▸ Extrait fourni:
Claes avait entièrement raison, mais ses déclarations ont été accueillies comme un outrage par l'ensemble du monde musulman, et il fut obligé de se rétracter ou de démissionner. "Le fondamentalisme religieux qu'il soit islamique ou autre, n'est pas une préoccupation de l'OTAN" dut-il expliquer humblement.
A la suite du 11 septembre il est peut-être plus facile de dire ce que Claes ne fut pas autorisé à dire, mais pas entièrement, et certainement pas pour quelqu'un qui n'est pas en position d'autorité. Il est certain que personne ne désire repasser par où Claes est passé. Et pourtant la réalité est là et est incontournable.
Depuis au moins 1979, lorsque l'Ayatollah Khomeini prit le pouvoir en Iran avec le cri de guerre "mort à l'Amérique", l'islamisme militant a été l'ennemi déclaré des Etats-Unis. Il en est devenu maintenant l'ennemi numéro 1. Les organisations terroristes que vise Washington, les immigrants qu'il interroge, ou les états qu'il soupçonne, tous sont islamistes ou liés aux islamistes. Washington peut ne pas dire ce qu'il pense, ses actions révèlent sa pensée profonde.

▸ Liste des tâches:
a) Veuillez retaper le passage de l'extrait qui va de « A la suite du » jusqu'à « sa pensée profonde. » inclus.
b) Affichez chaque ligne des enregistrements contenant la chaîne « white », en tenant compte de la casse.
L'extrait et les enregistrements n'ont aucun lien entre eux.

▸ Enregistrements fournis:
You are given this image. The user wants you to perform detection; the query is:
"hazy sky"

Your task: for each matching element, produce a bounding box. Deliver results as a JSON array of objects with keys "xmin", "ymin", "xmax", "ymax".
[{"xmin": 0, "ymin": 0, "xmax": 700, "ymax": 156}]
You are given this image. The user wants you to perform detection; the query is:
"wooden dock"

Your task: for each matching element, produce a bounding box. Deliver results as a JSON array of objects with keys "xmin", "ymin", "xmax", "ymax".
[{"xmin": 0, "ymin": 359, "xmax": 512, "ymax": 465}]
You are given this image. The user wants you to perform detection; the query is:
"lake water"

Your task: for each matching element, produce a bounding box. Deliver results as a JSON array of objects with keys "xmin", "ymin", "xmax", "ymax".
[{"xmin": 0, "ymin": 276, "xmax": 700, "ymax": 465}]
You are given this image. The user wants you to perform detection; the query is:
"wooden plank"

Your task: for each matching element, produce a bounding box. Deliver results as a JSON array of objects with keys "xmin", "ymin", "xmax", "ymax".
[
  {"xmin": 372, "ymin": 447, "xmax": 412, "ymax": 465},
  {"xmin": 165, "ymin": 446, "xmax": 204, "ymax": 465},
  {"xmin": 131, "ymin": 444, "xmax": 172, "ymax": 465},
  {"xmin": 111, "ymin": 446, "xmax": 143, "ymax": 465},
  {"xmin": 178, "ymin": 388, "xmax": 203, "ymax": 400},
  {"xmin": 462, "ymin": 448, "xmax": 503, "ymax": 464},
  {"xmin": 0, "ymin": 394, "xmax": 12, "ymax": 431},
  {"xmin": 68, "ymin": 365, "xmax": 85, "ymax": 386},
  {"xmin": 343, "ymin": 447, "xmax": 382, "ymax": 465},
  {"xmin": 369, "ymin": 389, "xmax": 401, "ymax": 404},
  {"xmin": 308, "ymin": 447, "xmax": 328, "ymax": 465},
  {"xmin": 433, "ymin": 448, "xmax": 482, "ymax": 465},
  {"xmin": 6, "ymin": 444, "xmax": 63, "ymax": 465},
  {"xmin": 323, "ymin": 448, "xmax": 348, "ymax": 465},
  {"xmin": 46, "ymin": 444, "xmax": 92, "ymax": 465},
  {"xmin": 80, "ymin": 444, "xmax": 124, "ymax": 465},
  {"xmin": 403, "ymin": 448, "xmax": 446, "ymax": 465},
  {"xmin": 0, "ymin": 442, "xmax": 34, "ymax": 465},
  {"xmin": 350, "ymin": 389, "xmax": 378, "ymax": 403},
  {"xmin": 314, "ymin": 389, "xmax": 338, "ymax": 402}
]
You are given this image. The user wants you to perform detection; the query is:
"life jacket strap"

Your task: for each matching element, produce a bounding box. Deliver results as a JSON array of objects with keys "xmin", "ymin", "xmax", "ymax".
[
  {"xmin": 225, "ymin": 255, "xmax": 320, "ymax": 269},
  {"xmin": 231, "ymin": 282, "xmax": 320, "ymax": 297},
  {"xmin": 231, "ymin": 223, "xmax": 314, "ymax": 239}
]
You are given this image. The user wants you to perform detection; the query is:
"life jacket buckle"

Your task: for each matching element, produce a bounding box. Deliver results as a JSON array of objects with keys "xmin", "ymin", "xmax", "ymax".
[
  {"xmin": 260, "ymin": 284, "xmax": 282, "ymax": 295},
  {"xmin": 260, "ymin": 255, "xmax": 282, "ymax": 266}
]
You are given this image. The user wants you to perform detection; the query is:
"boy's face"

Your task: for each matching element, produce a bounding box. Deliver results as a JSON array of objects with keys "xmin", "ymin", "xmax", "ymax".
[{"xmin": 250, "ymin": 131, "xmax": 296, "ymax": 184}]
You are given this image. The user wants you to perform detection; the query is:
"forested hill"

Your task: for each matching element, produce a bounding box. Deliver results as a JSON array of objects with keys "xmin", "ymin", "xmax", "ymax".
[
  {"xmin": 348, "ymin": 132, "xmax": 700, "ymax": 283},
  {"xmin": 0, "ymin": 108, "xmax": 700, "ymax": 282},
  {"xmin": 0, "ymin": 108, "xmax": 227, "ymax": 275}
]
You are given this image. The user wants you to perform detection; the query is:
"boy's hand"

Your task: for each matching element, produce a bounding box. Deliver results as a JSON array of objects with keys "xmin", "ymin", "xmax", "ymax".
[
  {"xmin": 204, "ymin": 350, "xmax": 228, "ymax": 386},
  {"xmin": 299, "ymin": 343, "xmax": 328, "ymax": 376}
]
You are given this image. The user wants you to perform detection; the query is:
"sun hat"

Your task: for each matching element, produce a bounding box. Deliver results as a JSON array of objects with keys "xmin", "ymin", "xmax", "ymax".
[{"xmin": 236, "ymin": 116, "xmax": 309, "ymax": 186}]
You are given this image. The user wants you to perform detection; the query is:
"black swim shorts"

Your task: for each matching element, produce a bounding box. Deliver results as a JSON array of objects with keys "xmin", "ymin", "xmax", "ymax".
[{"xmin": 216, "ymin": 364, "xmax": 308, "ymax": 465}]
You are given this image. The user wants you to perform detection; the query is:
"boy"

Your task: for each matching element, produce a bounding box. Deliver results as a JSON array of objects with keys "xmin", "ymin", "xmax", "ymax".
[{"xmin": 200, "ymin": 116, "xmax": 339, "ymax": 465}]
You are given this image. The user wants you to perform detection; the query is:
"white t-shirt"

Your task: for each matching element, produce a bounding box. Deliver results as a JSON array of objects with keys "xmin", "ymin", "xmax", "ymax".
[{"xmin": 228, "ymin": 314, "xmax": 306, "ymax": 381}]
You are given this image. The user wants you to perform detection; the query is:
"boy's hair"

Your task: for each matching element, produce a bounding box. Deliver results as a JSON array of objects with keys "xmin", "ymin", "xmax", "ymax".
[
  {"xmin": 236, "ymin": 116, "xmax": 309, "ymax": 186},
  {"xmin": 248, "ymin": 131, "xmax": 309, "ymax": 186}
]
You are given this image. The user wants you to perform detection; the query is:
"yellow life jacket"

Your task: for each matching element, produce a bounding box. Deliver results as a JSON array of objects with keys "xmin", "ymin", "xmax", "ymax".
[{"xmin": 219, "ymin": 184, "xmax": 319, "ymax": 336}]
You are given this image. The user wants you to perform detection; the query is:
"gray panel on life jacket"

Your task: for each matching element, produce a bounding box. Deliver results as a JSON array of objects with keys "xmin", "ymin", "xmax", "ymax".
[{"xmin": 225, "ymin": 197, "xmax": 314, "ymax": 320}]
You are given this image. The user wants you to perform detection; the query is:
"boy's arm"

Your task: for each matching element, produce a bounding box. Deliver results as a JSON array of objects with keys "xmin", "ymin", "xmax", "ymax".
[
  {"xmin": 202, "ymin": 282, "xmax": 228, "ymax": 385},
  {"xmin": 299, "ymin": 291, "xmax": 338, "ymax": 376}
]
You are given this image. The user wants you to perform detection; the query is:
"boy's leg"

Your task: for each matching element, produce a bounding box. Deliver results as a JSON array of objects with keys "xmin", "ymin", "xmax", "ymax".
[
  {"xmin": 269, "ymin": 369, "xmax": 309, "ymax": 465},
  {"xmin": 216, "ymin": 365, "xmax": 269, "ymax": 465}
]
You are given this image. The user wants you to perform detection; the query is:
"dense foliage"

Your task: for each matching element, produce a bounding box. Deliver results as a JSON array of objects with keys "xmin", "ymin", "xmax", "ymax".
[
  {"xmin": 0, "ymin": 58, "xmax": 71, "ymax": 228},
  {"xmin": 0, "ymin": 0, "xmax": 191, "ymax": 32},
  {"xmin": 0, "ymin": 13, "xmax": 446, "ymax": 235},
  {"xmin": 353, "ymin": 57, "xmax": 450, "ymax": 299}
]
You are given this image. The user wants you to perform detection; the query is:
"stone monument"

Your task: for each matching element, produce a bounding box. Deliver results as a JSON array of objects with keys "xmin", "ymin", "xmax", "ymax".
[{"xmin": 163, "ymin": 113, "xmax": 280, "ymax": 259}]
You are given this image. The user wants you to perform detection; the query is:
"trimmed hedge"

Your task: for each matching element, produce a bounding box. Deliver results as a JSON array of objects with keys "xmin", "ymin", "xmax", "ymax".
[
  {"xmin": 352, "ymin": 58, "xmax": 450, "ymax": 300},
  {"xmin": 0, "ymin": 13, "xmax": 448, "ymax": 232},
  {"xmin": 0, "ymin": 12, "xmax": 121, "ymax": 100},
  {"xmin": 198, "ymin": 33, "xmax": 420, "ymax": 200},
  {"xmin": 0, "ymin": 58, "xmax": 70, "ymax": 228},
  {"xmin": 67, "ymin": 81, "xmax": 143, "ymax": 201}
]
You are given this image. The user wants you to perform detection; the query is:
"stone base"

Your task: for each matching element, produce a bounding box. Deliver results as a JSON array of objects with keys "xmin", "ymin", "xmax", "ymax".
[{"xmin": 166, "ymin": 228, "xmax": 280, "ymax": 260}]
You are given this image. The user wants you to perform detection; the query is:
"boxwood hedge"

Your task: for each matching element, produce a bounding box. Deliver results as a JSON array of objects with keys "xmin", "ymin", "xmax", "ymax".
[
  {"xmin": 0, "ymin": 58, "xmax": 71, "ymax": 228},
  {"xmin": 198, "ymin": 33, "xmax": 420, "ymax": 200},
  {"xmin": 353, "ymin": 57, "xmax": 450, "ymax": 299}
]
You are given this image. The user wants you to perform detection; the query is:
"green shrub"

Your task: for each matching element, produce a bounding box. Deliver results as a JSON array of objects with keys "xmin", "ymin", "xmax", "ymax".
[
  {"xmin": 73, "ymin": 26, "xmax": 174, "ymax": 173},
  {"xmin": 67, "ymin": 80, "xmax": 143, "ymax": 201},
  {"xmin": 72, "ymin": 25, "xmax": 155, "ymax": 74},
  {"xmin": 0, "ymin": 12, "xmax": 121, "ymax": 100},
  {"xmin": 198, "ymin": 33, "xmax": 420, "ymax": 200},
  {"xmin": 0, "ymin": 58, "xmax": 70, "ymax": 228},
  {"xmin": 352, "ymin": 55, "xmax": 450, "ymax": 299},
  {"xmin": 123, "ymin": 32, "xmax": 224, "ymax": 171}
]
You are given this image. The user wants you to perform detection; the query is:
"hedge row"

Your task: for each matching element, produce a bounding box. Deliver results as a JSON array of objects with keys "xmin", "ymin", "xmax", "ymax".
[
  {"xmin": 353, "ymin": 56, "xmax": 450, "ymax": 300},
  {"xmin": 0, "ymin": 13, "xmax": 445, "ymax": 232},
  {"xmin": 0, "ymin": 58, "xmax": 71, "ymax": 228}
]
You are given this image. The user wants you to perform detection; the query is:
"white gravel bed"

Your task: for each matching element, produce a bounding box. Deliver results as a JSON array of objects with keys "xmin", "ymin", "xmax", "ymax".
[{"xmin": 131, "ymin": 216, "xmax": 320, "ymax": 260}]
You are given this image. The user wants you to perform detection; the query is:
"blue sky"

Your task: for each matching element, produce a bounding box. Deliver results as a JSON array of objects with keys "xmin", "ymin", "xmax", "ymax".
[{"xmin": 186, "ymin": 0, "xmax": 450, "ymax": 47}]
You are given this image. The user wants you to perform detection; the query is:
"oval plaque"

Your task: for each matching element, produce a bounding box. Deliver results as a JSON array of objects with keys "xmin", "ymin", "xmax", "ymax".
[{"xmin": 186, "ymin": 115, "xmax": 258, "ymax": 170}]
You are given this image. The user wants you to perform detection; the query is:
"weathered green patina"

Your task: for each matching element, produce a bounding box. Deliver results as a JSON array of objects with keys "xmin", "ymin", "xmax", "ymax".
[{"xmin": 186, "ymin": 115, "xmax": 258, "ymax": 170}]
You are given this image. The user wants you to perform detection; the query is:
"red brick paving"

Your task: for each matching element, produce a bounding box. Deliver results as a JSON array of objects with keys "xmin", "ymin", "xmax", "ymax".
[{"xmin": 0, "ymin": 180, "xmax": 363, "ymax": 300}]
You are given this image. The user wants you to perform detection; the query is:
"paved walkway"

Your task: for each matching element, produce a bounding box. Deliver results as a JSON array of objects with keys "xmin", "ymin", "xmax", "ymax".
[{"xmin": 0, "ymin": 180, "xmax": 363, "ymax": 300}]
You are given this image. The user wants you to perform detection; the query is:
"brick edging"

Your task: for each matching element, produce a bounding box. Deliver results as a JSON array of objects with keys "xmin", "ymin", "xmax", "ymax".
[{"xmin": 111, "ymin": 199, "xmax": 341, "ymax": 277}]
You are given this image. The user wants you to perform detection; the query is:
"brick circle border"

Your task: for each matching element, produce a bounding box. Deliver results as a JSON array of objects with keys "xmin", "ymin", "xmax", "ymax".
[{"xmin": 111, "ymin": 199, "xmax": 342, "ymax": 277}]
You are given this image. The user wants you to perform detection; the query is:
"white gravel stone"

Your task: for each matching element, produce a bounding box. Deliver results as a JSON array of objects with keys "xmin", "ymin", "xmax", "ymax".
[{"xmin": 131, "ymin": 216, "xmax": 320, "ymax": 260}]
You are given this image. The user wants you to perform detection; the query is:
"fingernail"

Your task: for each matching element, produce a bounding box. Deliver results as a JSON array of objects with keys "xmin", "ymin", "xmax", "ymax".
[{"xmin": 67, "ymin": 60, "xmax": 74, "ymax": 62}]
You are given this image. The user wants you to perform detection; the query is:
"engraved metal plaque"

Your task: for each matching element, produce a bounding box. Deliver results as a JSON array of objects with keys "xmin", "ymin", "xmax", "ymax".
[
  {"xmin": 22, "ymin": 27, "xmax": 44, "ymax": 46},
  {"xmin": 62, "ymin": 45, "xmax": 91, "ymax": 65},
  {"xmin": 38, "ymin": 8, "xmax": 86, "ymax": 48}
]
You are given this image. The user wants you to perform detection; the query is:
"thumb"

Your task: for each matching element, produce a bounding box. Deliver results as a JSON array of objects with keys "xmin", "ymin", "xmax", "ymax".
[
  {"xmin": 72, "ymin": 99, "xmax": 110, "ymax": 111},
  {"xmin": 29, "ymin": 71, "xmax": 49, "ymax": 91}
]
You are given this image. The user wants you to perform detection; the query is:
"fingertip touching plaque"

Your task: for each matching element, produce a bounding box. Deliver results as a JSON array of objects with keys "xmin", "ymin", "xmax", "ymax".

▸ Corrigé des tâches:
a)
A la suite du 11 septembre il est peut-être plus facile de dire ce que Claes ne fut pas autorisé à dire, mais pas entièrement, et certainement pas pour quelqu'un qui n'est pas en position d'autorité. Il est certain que personne ne désire repasser par où Claes est passé. Et pourtant la réalité est là et est incontournable.
Depuis au moins 1979, lorsque l'Ayatollah Khomeini prit le pouvoir en Iran avec le cri de guerre "mort à l'Amérique", l'islamisme militant a été l'ennemi déclaré des Etats-Unis. Il en est devenu maintenant l'ennemi numéro 1. Les organisations terroristes que vise Washington, les immigrants qu'il interroge, ou les états qu'il soupçonne, tous sont islamistes ou liés aux islamistes. Washington peut ne pas dire ce qu'il pense, ses actions révèlent sa pensée profonde.

b)
"white t-shirt"
"white gravel bed"
"white gravel stone"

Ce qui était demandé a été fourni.